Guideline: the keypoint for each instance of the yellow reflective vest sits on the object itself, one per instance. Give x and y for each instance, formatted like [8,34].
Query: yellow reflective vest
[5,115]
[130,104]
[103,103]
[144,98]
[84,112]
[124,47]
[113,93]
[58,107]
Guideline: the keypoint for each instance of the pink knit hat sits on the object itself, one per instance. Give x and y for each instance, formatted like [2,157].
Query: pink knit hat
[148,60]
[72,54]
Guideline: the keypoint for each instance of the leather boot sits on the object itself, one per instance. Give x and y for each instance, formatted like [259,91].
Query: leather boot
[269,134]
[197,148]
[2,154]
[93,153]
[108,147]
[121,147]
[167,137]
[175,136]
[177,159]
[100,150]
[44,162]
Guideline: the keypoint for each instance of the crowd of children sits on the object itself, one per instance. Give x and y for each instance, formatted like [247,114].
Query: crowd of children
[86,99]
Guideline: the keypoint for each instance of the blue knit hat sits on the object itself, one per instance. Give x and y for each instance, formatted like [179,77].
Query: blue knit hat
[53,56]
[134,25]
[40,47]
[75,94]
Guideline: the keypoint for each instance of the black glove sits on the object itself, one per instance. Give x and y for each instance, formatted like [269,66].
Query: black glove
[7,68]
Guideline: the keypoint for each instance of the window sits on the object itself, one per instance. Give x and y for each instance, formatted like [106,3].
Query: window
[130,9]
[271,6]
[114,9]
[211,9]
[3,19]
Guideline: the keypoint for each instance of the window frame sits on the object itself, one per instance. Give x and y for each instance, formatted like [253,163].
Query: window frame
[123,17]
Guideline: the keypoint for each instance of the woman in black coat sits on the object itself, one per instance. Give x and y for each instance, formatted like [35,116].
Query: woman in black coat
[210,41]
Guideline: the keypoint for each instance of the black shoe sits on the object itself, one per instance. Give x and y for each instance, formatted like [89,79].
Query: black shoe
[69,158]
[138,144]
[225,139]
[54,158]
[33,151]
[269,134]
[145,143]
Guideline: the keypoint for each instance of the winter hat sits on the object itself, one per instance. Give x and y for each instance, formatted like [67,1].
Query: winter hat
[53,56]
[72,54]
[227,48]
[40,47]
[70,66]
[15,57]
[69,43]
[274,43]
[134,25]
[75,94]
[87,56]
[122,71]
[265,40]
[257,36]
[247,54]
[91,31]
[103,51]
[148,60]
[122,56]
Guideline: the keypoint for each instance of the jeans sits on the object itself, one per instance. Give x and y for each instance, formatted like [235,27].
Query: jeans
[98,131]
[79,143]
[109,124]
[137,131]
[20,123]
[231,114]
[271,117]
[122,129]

_ _ _

**What is required**
Your response should be an exact copy of all the records.

**Answer to the problem**
Guideline: the keypoint for each instance of the yellow reflective vest sits on the object itself, one per instance. Give x and y for each instance, formatted like [8,34].
Query: yellow reflective vest
[5,115]
[130,104]
[103,103]
[144,98]
[84,112]
[124,47]
[113,93]
[58,107]
Guideline: the keypoint for each instance of the pink knit hat sits on the object itself, one per instance. Give x and y for each instance, formatted like [2,157].
Query: pink knit hat
[148,60]
[72,54]
Guideline: the keypoint for each instance of the leather boot sits on the object itself, one per instance. Give x and y for each instance, formatted like [259,91].
Query: leather boot
[269,134]
[197,148]
[2,154]
[93,153]
[108,147]
[121,147]
[167,137]
[175,136]
[177,159]
[100,150]
[44,162]
Guideline: the keypoint for each instance of the crowd of children sits on the object itself, one per instance. Give x and y for each instance, formatted like [247,114].
Query: crowd of children
[86,99]
Guideline: the keypoint for each instance of the blue knit hat sits on the object itself, one per instance. Give x and y for each instance, formatted like [179,77].
Query: blue knit hat
[53,56]
[134,25]
[40,47]
[75,94]
Guideline: the keypoint for each instance of the black glove sits on the object itself, one per instance. Give x and y for each instance, formatted like [269,66].
Query: black glove
[7,68]
Guideline: the keypoint for each instance of the window sits on the object itself, one per instance. Give x and y for each instance, formatted like [106,3].
Query: window
[130,9]
[271,6]
[114,9]
[211,9]
[3,19]
Guideline: the keypoint for each instance of the window frame sits on the object itself, one per instance. Give x and y for each instance, formatted like [253,163].
Query: window frame
[123,17]
Guideline: the keypoint for each instance of the woman in black coat sits on the object itself, one per instance. Give x and y for each instance, formatted like [35,116].
Query: woman in black coat
[210,41]
Guideline: the keypoint for each instance of the black shoe sits on the object itself, one per instance. Give x and y for each instance, formatted like [89,79].
Query: black shoe
[69,158]
[138,144]
[225,139]
[54,158]
[33,151]
[269,134]
[145,143]
Guideline: the keypoint for each instance of the winter hat sits on the object itself, one per instance. Give x and y for each instance, formatted like [67,1].
Query: winter hat
[53,56]
[72,54]
[227,48]
[40,47]
[70,66]
[15,57]
[69,43]
[274,43]
[134,25]
[75,94]
[87,56]
[122,71]
[265,40]
[257,36]
[247,54]
[91,31]
[103,51]
[148,60]
[122,56]
Guideline: the keypoint for each instance of the jeans sits on the object itself, one per instance. Give x and y for each instance, formatted like [235,27].
Query: jeans
[98,131]
[79,143]
[109,124]
[137,131]
[20,123]
[231,114]
[271,117]
[122,129]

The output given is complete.